Information Theory



Information is the source of a communication system, whether it is analog or digital. Information theory is a mathematical approach to the study of coding of information along with the quantification, storage, and communication of information.

Conditions of Occurrence of Events

If we consider an event, there are three conditions of occurrence.

  • If the event has not occurred, there is a condition of uncertainty.

  • If the event has just occurred, there is a condition of surprise.

  • If the event has occurred, a time back, there is a condition of having some information.

Hence, these three occur at different times. The difference in these conditions, help us have a knowledge on the probabilities of occurrence of events.

Entropy

When we observe the possibilities of occurrence of an event, whether how surprise or uncertain it would be, it means that we are trying to have an idea on the average content of the information from the source of the event.

Entropy can be defined as a measure of the average information content per source symbol. Claude Shannon, the “father of the Information Theory”, has given a formula for it as

$$H = -\sum_{i} p_i\log_{b}p_i$$

Where $p_i$ is the probability of the occurrence of character number i from a given stream of characters and b is the base of the algorithm used. Hence, this is also called as Shannon’s Entropy.

**SUPPLIED INFORMATION:**

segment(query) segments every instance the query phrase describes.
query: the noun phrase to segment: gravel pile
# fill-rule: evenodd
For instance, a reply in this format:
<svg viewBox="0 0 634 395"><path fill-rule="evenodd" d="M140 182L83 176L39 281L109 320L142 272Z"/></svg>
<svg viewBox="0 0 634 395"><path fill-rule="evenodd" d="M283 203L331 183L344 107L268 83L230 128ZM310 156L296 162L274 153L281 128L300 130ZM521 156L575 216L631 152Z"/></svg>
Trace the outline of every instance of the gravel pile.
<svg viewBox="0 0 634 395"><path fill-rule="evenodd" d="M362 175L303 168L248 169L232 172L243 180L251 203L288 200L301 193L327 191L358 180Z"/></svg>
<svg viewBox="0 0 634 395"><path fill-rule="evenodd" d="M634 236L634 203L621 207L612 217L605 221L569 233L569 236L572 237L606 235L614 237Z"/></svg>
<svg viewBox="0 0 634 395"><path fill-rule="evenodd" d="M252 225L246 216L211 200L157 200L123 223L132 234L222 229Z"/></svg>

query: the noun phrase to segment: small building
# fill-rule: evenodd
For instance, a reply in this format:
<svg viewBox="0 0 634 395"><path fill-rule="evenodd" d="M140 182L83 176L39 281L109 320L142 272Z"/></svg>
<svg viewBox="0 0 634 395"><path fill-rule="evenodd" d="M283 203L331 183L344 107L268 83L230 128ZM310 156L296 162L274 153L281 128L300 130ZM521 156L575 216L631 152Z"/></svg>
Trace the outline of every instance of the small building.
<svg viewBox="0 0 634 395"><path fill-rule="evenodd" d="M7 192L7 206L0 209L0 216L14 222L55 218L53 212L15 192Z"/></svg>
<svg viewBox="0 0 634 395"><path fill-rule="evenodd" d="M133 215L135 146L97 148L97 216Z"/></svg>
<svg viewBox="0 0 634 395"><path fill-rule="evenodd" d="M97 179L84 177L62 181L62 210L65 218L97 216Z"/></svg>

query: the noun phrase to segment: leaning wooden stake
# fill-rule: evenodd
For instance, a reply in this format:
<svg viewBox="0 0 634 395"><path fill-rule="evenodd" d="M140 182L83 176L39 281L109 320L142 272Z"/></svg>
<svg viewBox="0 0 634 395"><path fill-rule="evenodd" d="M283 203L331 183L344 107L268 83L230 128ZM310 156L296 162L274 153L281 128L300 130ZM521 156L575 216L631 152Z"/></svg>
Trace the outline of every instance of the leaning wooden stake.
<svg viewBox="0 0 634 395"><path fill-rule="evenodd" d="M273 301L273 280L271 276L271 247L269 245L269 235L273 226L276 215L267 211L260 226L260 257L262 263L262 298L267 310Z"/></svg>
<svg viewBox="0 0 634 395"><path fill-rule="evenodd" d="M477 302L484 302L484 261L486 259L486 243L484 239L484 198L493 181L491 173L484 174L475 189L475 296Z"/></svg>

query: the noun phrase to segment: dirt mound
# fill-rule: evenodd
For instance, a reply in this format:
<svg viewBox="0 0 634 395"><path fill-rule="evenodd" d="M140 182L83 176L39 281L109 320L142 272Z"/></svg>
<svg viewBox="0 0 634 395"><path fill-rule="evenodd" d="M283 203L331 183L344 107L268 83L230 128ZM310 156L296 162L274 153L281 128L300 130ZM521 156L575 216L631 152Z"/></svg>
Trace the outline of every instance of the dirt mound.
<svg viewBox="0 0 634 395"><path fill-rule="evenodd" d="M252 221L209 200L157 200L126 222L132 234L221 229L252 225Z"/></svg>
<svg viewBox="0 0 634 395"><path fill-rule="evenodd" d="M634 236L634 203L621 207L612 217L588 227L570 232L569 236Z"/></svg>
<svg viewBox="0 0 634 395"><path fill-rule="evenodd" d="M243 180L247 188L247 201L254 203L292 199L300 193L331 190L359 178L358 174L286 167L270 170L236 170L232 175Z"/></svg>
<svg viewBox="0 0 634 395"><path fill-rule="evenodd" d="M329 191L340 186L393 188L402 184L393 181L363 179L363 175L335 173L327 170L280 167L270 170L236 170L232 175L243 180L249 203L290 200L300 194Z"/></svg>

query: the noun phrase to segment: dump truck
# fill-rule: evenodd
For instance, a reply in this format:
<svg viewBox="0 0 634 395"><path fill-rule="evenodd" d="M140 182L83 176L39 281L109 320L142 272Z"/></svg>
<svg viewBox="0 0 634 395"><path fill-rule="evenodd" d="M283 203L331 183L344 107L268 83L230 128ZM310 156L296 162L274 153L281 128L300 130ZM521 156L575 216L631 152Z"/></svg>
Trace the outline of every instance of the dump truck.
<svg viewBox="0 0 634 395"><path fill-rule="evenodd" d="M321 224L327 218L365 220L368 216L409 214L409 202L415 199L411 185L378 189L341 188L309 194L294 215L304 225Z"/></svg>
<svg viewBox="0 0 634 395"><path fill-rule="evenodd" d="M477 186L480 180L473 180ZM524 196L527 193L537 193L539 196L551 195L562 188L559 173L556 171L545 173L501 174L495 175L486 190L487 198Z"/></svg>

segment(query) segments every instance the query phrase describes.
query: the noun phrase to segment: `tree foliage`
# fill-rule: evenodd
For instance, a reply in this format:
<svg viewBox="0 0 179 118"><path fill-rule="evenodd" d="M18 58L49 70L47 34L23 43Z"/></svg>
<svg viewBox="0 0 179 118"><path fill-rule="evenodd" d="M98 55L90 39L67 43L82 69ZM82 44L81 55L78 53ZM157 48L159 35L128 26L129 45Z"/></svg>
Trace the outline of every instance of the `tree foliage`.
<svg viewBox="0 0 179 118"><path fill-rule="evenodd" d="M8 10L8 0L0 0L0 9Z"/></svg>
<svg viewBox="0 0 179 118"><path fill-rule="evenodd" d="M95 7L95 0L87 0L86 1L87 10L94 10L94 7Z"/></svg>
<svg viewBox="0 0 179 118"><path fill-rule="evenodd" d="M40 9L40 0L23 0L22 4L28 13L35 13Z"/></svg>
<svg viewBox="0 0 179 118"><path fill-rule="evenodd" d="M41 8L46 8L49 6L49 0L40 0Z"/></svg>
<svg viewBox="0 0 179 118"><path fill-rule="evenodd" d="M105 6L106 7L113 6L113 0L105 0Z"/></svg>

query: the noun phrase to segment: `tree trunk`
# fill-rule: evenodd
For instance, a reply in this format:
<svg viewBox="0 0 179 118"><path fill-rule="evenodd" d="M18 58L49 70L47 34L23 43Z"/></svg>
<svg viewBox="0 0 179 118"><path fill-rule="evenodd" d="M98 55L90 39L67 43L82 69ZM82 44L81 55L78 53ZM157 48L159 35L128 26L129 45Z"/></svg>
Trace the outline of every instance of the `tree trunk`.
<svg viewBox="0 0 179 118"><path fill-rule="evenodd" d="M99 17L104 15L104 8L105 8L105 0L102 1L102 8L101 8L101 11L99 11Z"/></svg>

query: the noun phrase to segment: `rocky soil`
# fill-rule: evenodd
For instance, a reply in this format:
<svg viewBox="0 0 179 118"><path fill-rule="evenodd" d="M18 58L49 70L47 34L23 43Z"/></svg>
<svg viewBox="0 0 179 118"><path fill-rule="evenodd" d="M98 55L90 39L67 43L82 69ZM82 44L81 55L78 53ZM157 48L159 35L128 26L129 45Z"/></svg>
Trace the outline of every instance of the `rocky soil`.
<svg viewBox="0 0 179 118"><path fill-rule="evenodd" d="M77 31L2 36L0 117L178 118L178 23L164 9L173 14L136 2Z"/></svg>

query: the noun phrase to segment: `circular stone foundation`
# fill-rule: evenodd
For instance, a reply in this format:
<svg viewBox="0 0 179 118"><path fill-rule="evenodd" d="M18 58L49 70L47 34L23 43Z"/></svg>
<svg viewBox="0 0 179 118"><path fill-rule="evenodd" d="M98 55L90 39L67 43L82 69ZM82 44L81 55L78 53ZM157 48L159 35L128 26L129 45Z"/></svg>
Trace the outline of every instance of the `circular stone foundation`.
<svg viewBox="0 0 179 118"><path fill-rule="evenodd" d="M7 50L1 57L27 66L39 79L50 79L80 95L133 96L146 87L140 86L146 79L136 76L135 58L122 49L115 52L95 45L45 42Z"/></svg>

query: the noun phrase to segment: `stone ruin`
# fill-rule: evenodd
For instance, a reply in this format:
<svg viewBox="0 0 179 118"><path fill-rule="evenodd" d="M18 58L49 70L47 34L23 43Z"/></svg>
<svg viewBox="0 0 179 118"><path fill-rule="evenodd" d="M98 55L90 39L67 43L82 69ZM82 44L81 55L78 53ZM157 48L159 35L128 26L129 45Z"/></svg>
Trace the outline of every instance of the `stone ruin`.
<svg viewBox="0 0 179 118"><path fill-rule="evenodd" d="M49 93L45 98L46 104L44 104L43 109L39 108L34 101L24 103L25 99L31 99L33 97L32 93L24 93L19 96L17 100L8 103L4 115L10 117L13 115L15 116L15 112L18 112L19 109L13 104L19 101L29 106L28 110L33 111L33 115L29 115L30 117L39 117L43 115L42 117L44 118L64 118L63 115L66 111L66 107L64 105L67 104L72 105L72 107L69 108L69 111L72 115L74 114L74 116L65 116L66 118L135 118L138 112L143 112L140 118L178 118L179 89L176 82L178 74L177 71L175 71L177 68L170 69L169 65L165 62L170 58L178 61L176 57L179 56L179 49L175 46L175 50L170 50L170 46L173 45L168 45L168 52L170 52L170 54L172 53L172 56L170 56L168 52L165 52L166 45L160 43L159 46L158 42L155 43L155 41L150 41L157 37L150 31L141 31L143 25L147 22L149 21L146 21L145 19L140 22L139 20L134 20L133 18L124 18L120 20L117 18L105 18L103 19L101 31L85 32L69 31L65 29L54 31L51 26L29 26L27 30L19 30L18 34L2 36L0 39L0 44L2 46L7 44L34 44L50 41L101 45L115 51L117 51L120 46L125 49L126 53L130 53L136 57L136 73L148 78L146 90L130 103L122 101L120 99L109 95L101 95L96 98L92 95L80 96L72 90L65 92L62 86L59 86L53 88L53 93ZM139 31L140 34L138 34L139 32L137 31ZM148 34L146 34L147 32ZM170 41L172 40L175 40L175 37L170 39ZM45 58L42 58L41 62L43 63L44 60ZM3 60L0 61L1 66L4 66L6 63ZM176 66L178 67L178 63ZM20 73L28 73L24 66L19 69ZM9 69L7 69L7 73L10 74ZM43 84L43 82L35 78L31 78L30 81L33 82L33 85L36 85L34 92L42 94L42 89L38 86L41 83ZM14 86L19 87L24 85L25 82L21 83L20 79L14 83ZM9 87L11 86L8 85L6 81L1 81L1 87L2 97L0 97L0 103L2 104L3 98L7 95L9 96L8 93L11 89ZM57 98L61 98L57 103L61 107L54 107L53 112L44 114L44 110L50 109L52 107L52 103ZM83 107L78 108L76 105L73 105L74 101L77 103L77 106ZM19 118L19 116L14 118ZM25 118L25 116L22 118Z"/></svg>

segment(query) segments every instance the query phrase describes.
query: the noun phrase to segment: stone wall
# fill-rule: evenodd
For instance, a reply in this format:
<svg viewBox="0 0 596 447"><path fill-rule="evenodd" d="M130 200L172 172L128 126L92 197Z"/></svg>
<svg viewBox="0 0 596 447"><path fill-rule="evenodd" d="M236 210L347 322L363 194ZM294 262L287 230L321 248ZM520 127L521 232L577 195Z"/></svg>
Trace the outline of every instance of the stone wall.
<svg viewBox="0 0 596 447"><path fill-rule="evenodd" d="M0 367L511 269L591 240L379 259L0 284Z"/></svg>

**STUDY QUESTIONS:**
A. Rewrite the information theory text between "If we consider" and "of the event.", inclusive, changing "uncertainty" to "doubt".
B. How does the information theory text define entropy?

**REPLIES:**
A.
If we consider an event, there are three conditions of occurrence.

  • If the event has not occurred, there is a condition of doubt.

  • If the event has just occurred, there is a condition of surprise.

  • If the event has occurred, a time back, there is a condition of having some information.

Hence, these three occur at different times. The difference in these conditions, help us have a knowledge on the probabilities of occurrence of events.

Entropy

When we observe the possibilities of occurrence of an event, whether how surprise or uncertain it would be, it means that we are trying to have an idea on the average content of the information from the source of the event.

B. As a measure of the average information content per source symbol.